WHAT IS NEEDED » Determine how many lines of the records include "shaped", and answer with the number alone.

═════ DATA RECORDS ═════

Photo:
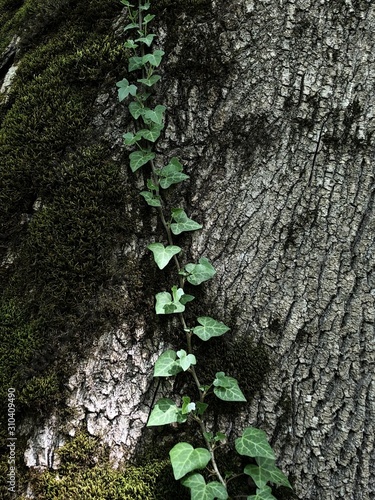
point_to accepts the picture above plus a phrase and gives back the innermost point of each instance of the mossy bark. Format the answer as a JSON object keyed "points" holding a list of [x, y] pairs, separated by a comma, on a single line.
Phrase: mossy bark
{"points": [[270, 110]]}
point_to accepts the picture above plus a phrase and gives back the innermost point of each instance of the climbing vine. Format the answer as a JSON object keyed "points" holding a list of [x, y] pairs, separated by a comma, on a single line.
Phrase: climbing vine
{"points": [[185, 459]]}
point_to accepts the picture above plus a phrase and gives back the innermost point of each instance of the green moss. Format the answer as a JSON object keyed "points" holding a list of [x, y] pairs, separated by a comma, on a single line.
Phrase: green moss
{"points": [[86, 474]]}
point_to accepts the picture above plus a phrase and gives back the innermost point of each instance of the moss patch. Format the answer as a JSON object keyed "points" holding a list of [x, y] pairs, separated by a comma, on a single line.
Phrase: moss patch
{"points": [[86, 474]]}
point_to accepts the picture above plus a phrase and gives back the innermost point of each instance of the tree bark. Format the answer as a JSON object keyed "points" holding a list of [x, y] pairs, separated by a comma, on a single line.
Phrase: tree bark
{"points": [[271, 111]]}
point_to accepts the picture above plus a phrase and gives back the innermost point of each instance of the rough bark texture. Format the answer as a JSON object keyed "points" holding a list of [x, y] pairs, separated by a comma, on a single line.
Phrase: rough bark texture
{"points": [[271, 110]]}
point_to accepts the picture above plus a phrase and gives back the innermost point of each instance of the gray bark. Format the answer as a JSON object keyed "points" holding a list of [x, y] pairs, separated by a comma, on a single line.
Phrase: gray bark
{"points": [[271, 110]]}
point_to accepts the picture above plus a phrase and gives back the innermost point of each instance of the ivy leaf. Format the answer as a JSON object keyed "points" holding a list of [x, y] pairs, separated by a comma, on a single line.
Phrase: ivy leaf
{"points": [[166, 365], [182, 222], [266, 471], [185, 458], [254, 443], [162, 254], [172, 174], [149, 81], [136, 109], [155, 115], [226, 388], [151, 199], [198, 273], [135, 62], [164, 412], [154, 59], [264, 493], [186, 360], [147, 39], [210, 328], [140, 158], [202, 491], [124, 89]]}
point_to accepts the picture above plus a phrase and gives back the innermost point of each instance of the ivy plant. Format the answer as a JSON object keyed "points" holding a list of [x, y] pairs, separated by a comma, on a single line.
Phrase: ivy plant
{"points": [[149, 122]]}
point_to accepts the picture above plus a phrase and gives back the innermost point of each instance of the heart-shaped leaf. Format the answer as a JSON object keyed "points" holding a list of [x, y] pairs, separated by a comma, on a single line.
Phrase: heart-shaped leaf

═════

OUTPUT OF THE EXERCISE » 2